### Page:
◆ ◆ ◆ ◆ ◆ ◆ ◆

On Wed, 2017-09-20 at 09:44 +0200, Magnus Hagander wrote:
> On Wed, Sep 20, 2017 at 8:53 AM, Nicklas Avén <nicklas.aven@jordogsko
> g.no> wrote:
> > Hallo all
> > 
> > 
> > 
> > I am thrilled about logical replication in PostgreSQL 10. My head
> > have
> > 
> > started spinning about use cases.
> > 
> > 
> > 
> > Would it be possible to use logical replication as a distribution
> > 
> > method of data?
> 
> As an answer to the generic  question: yes :)
> 
>  
> > I think about map data from national mapping authorities. The
> > problem
> > 
> > is to get the updates of their data sets. Especially the open data
> > sets
> > 
> > are now distributed as files (shape files) in Sweden and as pg_dump
> > in
> > 
> > Norway.

◆ ◆ ◆ ◆ ◆ ◆ ◆

### Given data:
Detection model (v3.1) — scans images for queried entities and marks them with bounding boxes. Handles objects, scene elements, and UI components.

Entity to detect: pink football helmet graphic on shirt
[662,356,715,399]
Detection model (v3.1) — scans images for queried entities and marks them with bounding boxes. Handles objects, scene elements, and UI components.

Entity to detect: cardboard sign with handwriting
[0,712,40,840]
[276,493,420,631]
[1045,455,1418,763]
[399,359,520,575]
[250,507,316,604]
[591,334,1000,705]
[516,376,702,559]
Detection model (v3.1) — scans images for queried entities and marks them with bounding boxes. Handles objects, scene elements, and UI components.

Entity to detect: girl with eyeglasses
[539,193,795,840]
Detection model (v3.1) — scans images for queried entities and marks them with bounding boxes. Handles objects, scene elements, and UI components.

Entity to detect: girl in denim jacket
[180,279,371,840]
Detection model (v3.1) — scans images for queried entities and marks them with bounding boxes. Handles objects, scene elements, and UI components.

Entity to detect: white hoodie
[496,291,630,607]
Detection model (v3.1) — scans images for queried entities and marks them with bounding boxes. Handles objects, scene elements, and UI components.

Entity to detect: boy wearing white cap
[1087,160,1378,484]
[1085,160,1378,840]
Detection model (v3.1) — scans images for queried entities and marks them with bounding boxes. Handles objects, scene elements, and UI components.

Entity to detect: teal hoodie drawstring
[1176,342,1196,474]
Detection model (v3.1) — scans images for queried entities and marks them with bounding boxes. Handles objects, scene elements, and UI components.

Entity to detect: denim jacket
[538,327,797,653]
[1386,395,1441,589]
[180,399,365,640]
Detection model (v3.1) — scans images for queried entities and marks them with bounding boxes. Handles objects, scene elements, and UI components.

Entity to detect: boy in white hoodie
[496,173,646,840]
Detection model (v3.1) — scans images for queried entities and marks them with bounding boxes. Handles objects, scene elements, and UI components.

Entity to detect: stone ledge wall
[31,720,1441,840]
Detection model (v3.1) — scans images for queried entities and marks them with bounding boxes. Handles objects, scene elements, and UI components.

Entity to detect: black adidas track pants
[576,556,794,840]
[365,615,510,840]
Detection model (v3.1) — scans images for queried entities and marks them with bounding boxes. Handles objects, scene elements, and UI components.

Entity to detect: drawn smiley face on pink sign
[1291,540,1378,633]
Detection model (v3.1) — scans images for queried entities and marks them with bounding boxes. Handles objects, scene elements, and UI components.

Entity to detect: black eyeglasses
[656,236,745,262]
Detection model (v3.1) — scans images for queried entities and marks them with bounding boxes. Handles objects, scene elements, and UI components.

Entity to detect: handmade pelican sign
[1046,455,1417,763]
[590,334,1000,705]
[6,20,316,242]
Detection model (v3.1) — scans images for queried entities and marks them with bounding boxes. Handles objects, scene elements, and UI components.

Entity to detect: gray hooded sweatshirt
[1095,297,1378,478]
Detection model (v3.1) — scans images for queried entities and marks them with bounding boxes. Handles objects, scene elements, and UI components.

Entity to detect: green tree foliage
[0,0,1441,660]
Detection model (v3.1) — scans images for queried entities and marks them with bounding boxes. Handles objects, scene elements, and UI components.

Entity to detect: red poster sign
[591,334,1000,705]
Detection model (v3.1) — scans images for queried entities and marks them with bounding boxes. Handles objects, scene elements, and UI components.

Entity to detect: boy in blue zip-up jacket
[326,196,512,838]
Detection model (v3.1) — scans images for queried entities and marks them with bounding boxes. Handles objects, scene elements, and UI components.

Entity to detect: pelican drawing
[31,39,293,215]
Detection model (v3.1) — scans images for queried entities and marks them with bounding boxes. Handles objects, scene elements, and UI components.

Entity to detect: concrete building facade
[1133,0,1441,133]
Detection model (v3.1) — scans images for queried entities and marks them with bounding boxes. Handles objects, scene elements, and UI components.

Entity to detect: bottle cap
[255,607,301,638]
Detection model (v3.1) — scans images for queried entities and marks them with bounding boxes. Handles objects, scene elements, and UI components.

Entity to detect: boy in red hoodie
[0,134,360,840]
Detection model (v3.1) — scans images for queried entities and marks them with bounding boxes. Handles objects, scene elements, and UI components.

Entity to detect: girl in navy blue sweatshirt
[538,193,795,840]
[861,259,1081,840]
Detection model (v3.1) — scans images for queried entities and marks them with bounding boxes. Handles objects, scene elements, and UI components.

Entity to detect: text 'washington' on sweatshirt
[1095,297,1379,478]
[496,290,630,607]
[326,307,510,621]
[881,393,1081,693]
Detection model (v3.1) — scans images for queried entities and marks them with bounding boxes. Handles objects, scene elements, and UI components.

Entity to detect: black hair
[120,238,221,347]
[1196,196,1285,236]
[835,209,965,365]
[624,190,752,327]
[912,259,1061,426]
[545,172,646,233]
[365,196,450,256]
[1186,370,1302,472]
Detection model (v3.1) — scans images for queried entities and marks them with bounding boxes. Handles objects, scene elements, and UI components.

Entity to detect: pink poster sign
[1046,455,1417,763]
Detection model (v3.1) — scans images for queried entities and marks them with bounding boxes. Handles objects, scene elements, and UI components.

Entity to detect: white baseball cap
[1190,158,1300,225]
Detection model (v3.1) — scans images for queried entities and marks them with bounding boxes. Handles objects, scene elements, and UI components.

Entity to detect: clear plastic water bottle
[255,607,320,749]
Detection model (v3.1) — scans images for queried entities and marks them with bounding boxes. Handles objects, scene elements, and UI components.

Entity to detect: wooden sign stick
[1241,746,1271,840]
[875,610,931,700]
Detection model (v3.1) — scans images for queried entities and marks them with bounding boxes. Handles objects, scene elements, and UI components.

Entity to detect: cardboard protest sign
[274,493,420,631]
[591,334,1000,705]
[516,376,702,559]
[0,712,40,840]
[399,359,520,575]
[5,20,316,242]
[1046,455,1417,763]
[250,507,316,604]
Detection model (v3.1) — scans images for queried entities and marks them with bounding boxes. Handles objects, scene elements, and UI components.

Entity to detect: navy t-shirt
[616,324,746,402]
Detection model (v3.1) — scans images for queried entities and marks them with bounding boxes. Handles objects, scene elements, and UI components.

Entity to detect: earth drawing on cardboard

◆ ◆ ◆ ◆ ◆ ◆ ◆

### What needs to be done:
Please write out, word for word, the part of the email on logical replication that begins at the words "On Wed, 2017-09-20" and stops after "about use cases.".

### Answer to this problem:
On Wed, 2017-09-20 at 09:44 +0200, Magnus Hagander wrote:
> On Wed, Sep 20, 2017 at 8:53 AM, Nicklas Avén <nicklas.aven@jordogsko
> g.no> wrote:
> > Hallo all
> > 
> > 
> > 
> > I am thrilled about logical replication in PostgreSQL 10. My head
> > have
> > 
> > started spinning about use cases.